* **Document segment**

*** Block opens ***

The San Joaquin-Sacramento River Delta, also known as the Bay-Delta, is an expansive inland river delta in Northern California. It is formed at the western edge of the Central Valley by the Sacramento River at its confluence with the San Joaquin River just east of where the river enters Suisun Bay. The Bay Delta is the largest estuary on the West Coast, covering 738,000 acres of land interlaced with hundreds of miles of waterways. Much of the land is below sea level and relies on more than 1,000 miles of levees for protection against flooding.
This March, biologists counted only 25 juvenile Delta Smelt; a fish found only in the San Joaquin-Sacramento River Delta and is a keystone species for many other types of fish, including salmon. Extensive evidence demonstrates that over the past two years, the populations of delta smelt have been at record lows. The decline of the Delta Smelt is primarily due to water diversions south of the Delta.

*** Block closes ***

* **Questions to answer**
A. According to the Delta passage, how many acres of land does the Bay Delta cover?
B. Do these statements agree with the Delta passage? (i) The Delta Smelt lives only in the San Joaquin-Sacramento River Delta. (ii) Most of the Delta's land sits above sea level. (iii) The Bay Delta is the largest estuary on the West Coast.
C. Pick up the Delta passage after its last sentence and keep writing it.
The listing that comes next isn't needed for any of this.

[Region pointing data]
*** Block opens ***

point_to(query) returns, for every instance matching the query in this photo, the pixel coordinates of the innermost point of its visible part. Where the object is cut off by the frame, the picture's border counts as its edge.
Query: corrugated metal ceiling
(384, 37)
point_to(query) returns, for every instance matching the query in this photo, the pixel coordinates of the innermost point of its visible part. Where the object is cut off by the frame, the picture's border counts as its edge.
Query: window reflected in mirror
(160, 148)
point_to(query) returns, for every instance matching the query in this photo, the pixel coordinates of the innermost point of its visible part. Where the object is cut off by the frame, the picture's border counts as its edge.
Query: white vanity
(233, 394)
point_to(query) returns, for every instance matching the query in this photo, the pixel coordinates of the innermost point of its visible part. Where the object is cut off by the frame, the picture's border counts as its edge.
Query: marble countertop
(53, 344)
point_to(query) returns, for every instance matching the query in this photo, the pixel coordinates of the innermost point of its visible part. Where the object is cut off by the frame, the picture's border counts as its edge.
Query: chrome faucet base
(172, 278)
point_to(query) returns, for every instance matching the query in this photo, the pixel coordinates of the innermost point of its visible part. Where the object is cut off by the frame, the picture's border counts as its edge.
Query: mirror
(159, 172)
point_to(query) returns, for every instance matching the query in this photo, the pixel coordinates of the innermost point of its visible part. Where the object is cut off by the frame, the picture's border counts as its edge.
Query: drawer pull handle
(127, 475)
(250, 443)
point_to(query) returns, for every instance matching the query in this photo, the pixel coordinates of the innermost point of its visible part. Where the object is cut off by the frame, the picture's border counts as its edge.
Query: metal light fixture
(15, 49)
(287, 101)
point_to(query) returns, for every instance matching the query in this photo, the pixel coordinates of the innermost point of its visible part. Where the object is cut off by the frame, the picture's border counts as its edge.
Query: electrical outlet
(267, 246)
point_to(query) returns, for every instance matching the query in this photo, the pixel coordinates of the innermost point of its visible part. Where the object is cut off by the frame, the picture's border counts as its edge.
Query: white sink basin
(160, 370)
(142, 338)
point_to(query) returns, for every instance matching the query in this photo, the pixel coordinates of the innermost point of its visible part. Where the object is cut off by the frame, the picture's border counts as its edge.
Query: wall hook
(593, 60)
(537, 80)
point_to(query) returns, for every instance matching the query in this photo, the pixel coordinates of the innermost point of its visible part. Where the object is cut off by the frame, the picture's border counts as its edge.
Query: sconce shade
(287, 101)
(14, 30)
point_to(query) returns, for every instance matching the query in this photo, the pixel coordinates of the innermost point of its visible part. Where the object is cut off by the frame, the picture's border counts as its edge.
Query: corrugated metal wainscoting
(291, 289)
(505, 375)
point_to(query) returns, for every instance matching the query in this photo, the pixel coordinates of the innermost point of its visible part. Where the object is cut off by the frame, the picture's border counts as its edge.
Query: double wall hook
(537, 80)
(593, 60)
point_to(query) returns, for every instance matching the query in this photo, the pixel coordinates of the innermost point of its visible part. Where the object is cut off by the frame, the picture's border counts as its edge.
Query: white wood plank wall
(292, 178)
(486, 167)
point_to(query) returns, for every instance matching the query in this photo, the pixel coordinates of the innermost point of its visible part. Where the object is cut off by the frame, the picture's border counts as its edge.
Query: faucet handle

*** Block closes ***

* **Answers**
A. 738,000 acres

B.
(i) Yes: "a fish found only in the San Joaquin-Sacramento River Delta"
(ii) No: "Much of the land is below sea level"
(iii) Yes: "The Bay Delta is the largest estuary on the West Coast"

C.
“If there really is an Inspector General’s investigation going on, it calls into question the data being used for future Delta management,” said Congressman Thompson. “As a government, we need to work together to fix the Delta’s deteriorating levees, recover its endangered species and provide safe drinking water.
Of the original 29 indigenous fish species in the Delta, 12 have either been entirely eliminated or are currently threatened with extinction. Once one of the most common and abundant of the pelagic fishes in the delta, the delta smelt population is estimated to have declined approximately 90 percent in the last 20 years.
The focus of today’s hearing was, “Extinction is not a Sustainable Water Policy: The Bay-Delta Crisis and the Implications for California Water Management.”